• Task instructions
Retype the lines below exactly, beginning with the line that contains "Task: point at every instance of the gutter, one" and going on through the last line. Leave the pictures out of your answer.

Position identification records
───

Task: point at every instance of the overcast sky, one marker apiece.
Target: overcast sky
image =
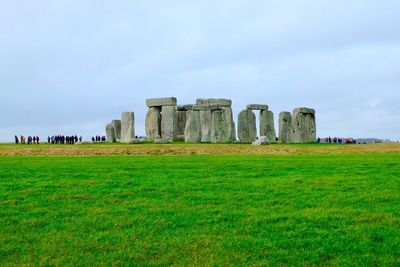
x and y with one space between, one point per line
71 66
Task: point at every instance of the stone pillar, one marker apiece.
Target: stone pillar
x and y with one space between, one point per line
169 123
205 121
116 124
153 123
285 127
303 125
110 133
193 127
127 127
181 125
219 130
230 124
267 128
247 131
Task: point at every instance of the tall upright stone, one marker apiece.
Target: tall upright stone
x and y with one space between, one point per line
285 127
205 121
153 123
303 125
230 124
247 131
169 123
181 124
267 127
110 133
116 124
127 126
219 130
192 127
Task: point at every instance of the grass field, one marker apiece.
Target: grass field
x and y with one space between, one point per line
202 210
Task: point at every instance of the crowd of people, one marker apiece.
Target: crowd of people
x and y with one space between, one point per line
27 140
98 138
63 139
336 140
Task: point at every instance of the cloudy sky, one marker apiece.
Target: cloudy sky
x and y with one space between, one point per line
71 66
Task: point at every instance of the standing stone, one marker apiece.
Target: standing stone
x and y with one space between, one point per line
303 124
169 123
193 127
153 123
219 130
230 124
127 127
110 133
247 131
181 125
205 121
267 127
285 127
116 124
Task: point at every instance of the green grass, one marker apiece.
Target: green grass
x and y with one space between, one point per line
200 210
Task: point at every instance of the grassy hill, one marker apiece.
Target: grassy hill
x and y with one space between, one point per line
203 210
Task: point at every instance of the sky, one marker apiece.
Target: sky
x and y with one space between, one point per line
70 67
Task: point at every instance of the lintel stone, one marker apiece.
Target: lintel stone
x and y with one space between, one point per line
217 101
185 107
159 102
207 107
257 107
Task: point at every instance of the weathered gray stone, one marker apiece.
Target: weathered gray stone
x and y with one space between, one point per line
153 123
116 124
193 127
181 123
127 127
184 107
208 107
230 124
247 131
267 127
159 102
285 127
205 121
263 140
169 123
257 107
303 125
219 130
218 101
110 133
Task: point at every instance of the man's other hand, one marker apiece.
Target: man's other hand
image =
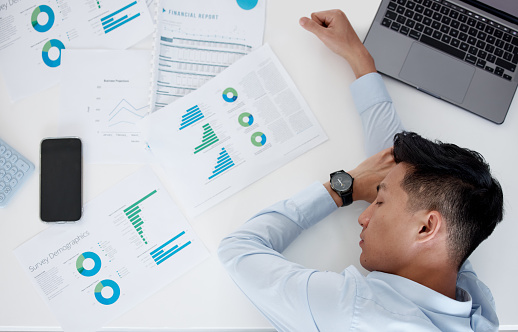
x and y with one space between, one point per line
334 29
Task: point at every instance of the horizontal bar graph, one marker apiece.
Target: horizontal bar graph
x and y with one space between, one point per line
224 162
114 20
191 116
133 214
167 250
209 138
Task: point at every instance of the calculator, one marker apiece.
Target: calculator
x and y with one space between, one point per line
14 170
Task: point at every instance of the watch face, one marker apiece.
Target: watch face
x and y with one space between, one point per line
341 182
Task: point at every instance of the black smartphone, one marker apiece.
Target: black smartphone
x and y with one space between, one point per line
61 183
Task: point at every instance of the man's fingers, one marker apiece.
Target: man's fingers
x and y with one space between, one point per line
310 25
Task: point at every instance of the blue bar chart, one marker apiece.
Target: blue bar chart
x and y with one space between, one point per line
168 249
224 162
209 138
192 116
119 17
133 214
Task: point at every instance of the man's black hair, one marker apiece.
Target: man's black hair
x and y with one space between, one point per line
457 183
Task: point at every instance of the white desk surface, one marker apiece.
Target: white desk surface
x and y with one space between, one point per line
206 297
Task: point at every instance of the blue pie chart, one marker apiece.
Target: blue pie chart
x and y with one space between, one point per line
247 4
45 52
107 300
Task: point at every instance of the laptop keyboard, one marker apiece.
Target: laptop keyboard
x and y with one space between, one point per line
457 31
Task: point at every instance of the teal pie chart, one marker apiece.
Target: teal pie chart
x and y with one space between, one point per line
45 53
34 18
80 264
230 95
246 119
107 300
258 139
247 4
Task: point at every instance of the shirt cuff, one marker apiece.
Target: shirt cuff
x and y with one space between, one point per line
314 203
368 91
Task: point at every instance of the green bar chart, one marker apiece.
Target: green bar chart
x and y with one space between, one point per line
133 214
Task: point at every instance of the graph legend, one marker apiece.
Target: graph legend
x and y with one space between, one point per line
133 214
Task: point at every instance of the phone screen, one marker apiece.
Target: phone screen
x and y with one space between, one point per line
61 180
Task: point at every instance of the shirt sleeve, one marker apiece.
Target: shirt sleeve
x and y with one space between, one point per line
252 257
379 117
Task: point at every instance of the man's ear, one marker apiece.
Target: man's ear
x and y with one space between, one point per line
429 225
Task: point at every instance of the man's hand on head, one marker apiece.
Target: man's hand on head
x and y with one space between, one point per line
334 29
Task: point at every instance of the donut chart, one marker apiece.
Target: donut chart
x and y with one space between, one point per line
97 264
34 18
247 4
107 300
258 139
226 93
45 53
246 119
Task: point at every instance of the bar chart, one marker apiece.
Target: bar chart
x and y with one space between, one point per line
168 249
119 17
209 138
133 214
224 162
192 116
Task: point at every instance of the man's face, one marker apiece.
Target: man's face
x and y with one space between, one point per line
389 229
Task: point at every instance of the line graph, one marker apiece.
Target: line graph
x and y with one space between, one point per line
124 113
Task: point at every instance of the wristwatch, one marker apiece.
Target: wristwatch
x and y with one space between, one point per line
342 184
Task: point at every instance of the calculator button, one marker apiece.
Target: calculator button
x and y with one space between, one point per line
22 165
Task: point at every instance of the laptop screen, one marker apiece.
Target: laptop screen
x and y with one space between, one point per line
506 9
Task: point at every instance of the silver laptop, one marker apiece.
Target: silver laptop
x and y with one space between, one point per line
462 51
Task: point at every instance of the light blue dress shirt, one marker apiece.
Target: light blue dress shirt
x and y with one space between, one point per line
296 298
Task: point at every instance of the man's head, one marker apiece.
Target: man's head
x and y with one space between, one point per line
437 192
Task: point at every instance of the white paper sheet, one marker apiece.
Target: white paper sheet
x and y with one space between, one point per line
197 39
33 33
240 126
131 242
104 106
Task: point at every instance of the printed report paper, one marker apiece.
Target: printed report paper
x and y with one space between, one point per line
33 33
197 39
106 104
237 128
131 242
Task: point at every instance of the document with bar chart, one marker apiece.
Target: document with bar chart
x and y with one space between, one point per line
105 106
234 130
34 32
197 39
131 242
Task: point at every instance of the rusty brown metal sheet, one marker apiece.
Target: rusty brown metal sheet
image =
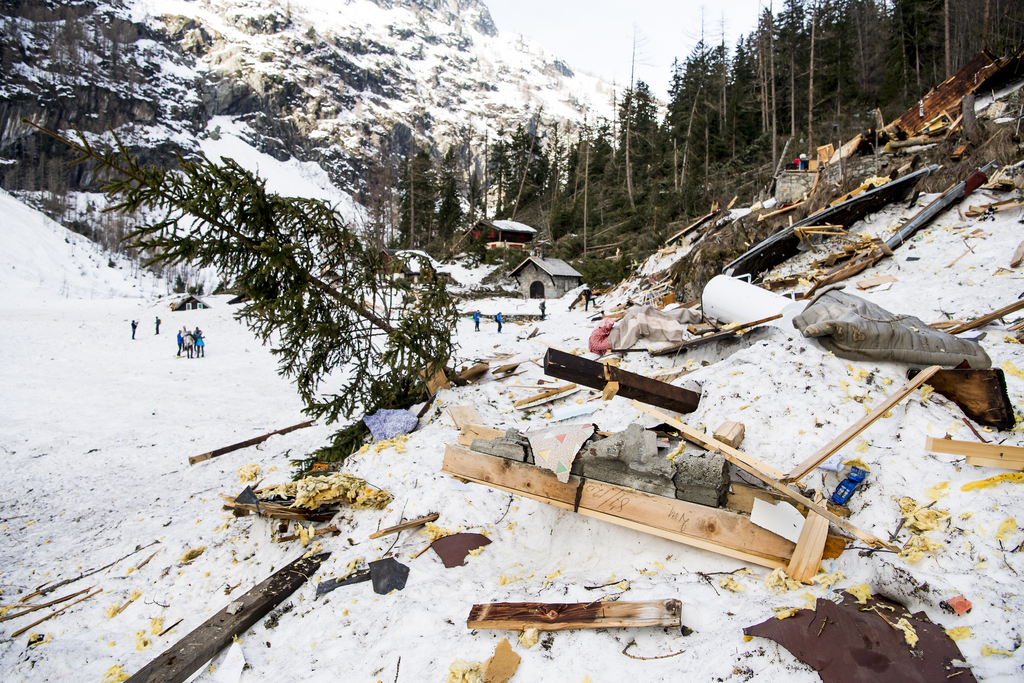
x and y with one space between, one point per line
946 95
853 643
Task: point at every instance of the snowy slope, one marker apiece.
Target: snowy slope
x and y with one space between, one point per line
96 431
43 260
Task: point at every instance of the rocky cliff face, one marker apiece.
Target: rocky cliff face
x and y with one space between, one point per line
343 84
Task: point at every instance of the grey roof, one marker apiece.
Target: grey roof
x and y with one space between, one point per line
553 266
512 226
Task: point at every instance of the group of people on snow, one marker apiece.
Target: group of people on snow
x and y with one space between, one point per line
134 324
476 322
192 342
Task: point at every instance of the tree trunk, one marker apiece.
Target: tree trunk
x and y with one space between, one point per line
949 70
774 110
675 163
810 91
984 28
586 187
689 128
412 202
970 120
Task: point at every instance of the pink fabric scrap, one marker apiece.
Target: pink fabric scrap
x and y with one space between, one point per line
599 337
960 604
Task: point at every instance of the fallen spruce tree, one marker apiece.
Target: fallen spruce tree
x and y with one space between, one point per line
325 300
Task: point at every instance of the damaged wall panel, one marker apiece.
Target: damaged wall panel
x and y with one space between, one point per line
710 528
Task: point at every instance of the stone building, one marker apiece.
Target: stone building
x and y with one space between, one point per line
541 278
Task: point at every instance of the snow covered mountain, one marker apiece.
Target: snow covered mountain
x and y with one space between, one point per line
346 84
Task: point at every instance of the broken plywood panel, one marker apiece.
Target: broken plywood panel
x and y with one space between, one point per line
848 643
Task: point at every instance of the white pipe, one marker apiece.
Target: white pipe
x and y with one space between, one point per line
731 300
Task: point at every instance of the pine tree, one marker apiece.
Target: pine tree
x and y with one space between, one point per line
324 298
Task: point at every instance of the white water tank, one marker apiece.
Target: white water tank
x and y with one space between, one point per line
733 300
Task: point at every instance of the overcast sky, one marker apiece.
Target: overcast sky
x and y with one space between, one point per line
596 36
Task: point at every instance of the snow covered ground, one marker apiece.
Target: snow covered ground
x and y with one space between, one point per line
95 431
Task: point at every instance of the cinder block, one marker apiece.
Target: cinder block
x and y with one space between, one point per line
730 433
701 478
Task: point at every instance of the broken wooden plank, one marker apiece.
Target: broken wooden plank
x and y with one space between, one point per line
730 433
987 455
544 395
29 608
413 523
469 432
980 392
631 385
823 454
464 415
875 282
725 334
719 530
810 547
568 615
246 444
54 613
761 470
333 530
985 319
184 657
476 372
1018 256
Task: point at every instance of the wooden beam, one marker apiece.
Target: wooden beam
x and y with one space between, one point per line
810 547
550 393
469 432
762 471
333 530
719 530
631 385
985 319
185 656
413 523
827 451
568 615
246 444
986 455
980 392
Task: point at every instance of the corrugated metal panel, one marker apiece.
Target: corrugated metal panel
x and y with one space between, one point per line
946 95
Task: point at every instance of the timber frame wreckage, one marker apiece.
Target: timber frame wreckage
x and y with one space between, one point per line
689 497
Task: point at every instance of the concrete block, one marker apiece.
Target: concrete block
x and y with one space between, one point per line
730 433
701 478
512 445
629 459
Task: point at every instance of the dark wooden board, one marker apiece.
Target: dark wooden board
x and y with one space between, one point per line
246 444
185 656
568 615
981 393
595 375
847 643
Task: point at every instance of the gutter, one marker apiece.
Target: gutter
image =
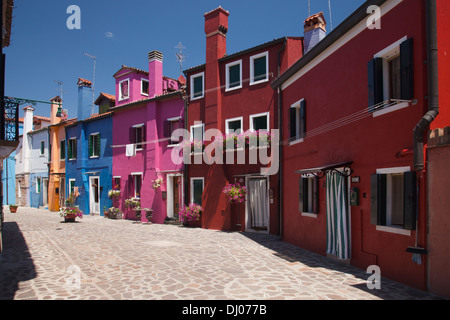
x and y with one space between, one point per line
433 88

───

• Task response
Task: point at every instance of the gutter, one marker apiece.
Target: gutter
image =
x and y with one space between, one point per line
433 88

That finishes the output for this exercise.